**READING TEXT**
»»
April 7th, 2024
"Imagine if the wines of the Loire Valley were still 'undiscovered.'"
-- This is perhaps the only reasonable analogy to describe the caliber of high-altitude, wild, and semi-wild teas which are produced in the mountains of northern Vietnam.
To drink a cup of Bạch Trà Tiên, or white tea made from wild, high mountain tea trees, known locally as “Fairy Trees,” is to encounter a flavor found almost nowhere else on the planet. It is subtly floral, clear, light, and sweet -- dancing across the tongue the way light moves over water. One description of the taste characterized the tea as an “enchantment,” something ephemeral, yet whose flavor lingers long after your last cup. Hồng Trà Tiên, or the red tea version, carries a similar sweetness alongside a subtle fullness that scarcely seems possible. It is both tea and myth steeped into being.
White Tea, Tea Mountains of northern Vietnam, and sharing red tea. Photographs: Matic Javornic
AND YET, VIETNAMESE TEA IS STILL NOT WELL KNOWN
INTERNATIONALLY OR WITHIN WIDER TEA CIRCLES.
««
**REQUIRED ACTIONS**
1. What local name does the Vietnamese tea text give the wild, high mountain tea trees?
2. Rewrite the Vietnamese tea text starting with "To drink a cup" and going on through "WIDER TEA CIRCLES.", with "tongue" changed to "palate".
3. Please continue the Vietnamese tea text from its last sentence.

Extracted data entries:
»»
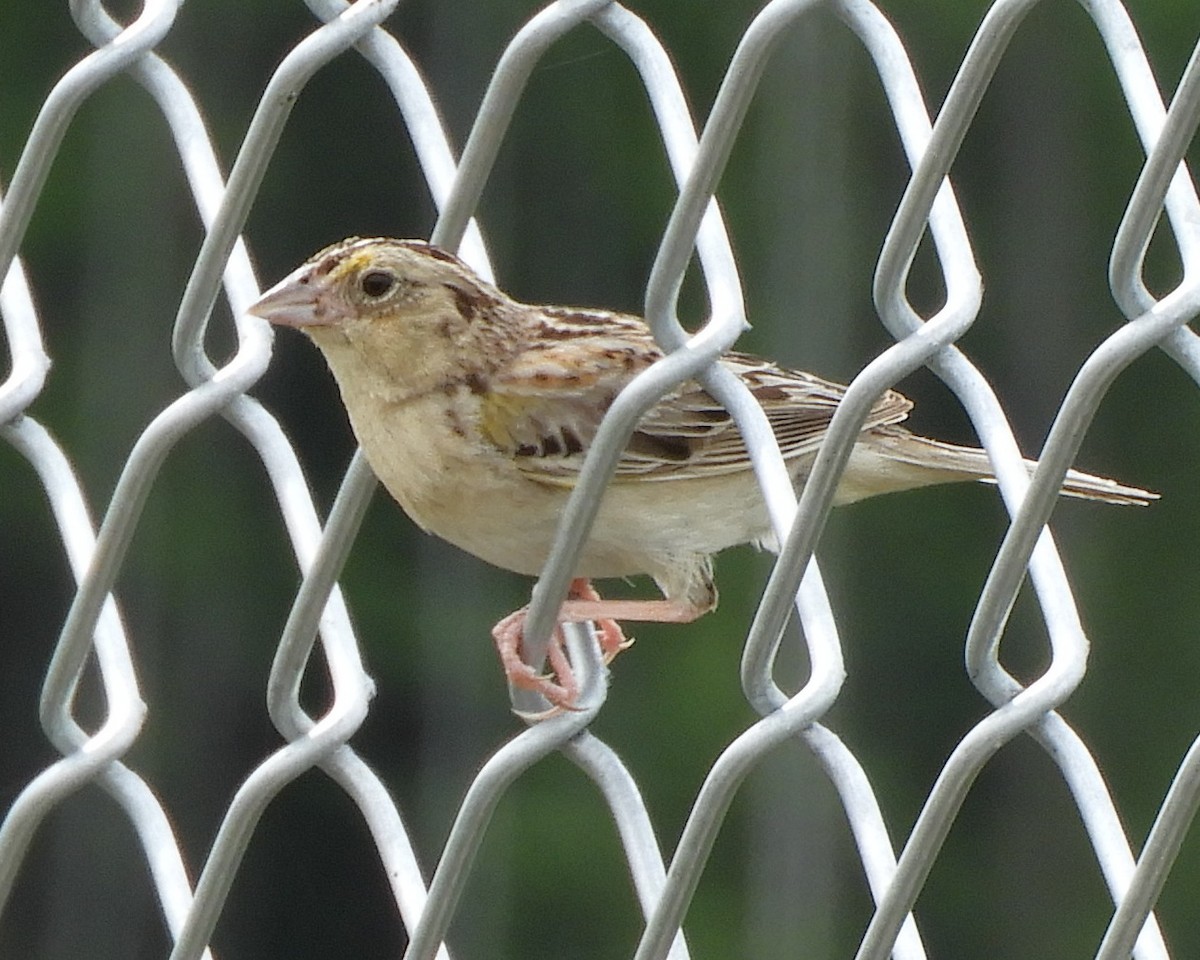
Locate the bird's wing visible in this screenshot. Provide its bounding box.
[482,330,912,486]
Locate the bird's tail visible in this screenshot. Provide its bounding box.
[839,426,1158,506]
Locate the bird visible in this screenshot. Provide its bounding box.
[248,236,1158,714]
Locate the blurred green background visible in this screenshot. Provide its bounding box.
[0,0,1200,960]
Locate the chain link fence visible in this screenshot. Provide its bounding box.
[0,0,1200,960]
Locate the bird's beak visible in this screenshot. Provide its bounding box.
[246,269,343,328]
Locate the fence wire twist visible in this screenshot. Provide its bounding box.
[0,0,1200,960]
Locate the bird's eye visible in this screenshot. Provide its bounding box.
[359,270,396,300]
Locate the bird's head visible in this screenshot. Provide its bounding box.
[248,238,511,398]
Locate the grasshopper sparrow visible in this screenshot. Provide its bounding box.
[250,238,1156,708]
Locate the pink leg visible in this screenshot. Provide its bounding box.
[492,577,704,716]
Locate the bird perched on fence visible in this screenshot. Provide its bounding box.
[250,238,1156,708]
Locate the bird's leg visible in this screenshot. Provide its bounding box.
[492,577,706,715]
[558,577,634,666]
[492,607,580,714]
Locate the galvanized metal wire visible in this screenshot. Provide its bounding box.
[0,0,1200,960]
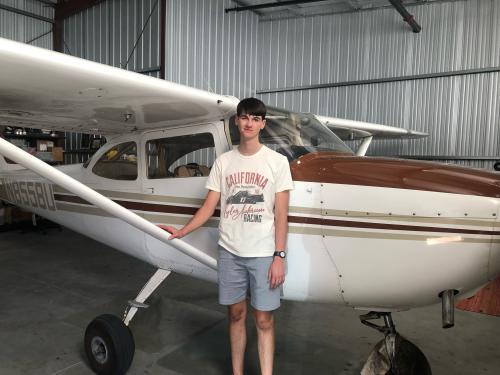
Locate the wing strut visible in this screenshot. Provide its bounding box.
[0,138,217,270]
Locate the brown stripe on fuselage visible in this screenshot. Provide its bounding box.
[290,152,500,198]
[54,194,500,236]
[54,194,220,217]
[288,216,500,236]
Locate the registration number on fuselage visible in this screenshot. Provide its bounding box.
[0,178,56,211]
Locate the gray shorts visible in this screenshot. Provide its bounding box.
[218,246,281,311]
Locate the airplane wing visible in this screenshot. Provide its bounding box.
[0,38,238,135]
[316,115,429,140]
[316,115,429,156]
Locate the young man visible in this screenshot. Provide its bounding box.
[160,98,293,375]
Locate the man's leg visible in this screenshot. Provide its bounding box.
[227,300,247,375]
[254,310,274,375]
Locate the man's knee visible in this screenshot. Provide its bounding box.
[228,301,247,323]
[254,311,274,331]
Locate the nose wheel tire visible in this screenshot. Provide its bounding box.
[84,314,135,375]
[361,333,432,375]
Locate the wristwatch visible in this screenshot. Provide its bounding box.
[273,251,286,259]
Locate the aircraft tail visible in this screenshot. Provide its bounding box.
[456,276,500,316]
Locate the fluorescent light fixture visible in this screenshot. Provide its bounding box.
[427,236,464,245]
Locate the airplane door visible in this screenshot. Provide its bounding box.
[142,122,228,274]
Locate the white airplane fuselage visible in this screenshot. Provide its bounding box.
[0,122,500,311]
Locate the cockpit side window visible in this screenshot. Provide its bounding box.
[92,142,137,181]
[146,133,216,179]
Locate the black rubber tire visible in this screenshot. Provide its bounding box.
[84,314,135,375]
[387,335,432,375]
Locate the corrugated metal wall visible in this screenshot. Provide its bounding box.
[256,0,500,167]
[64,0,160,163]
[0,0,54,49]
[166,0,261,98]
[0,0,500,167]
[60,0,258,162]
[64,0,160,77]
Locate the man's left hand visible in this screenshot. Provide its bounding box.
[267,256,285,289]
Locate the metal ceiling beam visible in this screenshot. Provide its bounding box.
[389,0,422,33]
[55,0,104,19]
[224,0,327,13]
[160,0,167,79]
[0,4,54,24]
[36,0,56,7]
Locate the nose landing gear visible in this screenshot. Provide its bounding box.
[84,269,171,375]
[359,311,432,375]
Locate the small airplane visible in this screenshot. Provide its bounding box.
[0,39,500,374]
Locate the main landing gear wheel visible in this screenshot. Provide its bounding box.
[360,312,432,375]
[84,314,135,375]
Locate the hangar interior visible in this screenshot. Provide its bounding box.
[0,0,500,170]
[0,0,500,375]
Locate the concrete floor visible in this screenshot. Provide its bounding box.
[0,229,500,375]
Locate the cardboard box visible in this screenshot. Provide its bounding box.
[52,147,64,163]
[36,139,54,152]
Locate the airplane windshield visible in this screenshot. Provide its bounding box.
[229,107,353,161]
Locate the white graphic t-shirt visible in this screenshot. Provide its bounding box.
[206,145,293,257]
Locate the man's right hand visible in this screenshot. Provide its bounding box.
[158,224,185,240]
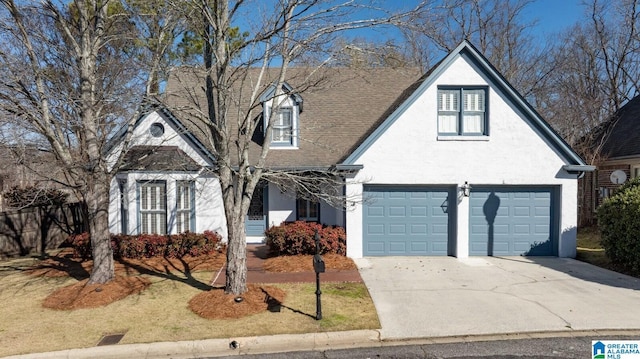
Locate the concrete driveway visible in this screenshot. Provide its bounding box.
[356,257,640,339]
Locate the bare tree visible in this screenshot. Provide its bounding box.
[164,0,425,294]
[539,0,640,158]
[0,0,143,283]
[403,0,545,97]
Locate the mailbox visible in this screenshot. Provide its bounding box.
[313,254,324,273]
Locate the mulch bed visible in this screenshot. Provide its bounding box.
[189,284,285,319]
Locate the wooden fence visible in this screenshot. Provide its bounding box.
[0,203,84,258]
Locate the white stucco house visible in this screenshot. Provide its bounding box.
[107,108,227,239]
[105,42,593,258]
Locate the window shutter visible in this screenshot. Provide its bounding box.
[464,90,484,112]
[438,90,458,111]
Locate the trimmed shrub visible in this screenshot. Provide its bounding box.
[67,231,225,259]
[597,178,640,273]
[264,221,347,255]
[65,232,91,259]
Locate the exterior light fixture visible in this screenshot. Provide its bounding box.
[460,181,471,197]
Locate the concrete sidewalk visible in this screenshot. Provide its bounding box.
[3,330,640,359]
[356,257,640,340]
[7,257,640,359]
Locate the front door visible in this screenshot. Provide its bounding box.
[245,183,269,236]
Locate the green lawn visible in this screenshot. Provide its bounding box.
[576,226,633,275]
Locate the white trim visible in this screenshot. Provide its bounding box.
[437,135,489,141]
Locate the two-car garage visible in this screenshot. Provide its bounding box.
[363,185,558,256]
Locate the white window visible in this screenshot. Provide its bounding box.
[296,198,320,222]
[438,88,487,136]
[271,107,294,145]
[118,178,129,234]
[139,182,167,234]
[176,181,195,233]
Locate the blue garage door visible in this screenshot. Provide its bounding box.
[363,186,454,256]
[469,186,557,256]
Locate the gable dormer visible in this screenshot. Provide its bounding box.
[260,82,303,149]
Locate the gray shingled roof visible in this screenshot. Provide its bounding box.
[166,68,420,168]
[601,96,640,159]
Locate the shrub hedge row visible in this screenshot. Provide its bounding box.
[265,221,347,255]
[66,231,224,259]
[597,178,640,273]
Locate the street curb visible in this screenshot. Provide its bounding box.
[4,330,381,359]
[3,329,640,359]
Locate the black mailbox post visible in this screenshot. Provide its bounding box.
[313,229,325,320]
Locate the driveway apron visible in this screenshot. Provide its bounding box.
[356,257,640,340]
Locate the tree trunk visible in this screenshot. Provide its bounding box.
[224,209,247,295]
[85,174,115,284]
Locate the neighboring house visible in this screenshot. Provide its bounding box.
««
»»
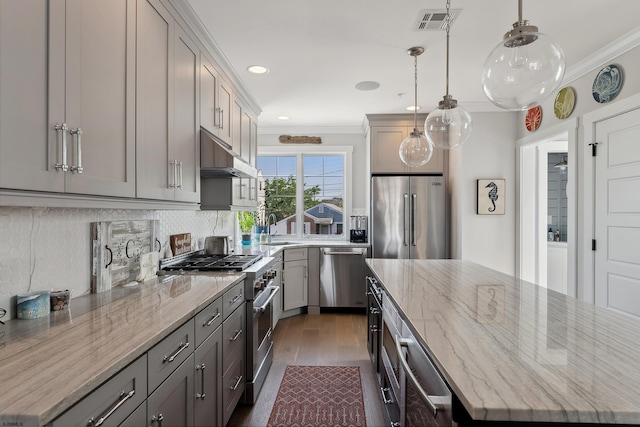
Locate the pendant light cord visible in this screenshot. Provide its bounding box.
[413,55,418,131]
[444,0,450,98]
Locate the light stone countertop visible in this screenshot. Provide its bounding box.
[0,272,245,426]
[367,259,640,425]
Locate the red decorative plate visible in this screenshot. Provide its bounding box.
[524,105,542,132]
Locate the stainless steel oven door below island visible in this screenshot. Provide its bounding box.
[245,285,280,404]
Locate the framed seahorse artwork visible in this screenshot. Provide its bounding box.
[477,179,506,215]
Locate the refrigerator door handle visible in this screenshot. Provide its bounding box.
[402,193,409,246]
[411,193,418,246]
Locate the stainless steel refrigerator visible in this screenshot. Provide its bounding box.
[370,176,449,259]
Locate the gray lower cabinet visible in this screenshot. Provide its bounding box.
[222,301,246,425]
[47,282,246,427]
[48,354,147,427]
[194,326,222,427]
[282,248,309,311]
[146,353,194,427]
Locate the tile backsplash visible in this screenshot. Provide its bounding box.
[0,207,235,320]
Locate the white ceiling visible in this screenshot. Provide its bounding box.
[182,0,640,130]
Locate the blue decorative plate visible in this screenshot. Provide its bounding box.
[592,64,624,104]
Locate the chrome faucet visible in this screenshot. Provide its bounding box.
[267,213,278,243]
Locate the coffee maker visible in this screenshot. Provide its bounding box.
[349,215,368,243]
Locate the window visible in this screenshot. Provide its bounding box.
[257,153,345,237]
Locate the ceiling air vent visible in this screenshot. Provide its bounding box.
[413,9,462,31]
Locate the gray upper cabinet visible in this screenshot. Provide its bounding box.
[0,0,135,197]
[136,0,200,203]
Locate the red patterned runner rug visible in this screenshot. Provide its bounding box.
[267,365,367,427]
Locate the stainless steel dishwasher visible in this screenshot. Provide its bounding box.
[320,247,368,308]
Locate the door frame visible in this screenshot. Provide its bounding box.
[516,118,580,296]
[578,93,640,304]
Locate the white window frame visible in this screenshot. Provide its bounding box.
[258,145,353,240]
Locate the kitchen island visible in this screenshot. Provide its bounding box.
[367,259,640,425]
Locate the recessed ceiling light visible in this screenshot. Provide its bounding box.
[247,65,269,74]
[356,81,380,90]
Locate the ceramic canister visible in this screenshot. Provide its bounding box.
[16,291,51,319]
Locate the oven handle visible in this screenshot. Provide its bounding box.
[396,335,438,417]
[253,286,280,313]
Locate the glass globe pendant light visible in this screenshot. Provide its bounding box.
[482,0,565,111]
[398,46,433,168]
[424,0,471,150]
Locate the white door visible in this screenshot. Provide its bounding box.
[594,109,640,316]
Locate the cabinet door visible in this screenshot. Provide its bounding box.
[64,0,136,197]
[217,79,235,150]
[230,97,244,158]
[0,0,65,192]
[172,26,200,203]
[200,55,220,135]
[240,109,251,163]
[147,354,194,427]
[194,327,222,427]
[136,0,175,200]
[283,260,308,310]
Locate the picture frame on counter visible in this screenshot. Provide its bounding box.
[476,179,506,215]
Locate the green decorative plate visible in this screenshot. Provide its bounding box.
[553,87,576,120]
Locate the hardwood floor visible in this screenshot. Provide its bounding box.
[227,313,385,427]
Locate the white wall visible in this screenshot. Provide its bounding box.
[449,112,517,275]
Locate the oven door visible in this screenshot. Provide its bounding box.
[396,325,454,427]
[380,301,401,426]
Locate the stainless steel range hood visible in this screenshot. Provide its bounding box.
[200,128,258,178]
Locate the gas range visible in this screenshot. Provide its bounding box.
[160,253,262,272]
««
**TASK RESPONSES**
1. They are known locally as "Fairy Trees."

2.
To drink a cup of Bạch Trà Tiên, or white tea made from wild, high mountain tea trees, known locally as “Fairy Trees,” is to encounter a flavor found almost nowhere else on the planet. It is subtly floral, clear, light, and sweet -- dancing across the palate the way light moves over water. One description of the taste characterized the tea as an “enchantment,” something ephemeral, yet whose flavor lingers long after your last cup. Hồng Trà Tiên, or the red tea version, carries a similar sweetness alongside a subtle fullness that scarcely seems possible. It is both tea and myth steeped into being.
White Tea, Tea Mountains of northern Vietnam, and sharing red tea. Photographs: Matic Javornic
AND YET, VIETNAMESE TEA IS STILL NOT WELL KNOWN
INTERNATIONALLY OR WITHIN WIDER TEA CIRCLES.

3.
On the global stage, Vietnam consistently ranks between the world’s fifth and seventh largest exporter of tea. Despite having some of the oldest, high-altitude tea trees in the world, the country is primarily known for producing lower quality, low-bush varietal tea that is sent in vast quantities to the Middle East, and Russia, as well as China, Taiwan, and Indonesia. Within the global tea market, Vietnamese tea is often considered to be “mass-produced,” “low-processed,” or “raw” style tea that cannot compete with the refined flavors out of China, Taiwan, Japan, and elsewhere.
(Spend any amount of time in Vietnamese tea country, and you will begin to understand that this misperception is akin to defining the beer brewed in the United States by Bud-Lite, Coors, and Busch as compared with the craft beers of Europe).
Processing tea and Tea Fields. Photographs: Matic Javornik
“Mountain tea smells sweet” -- the explanation given when asked how drying
trays of tea could produce such a high-quality aroma.
Tea production and culture in Vietnam has a history that spans well over three thousand years. It is a heritage steeped past the point of human memory. The current challenges plaguing the Vietnamese tea industry, however, are in large part a legacy of the events and struggles of the past century.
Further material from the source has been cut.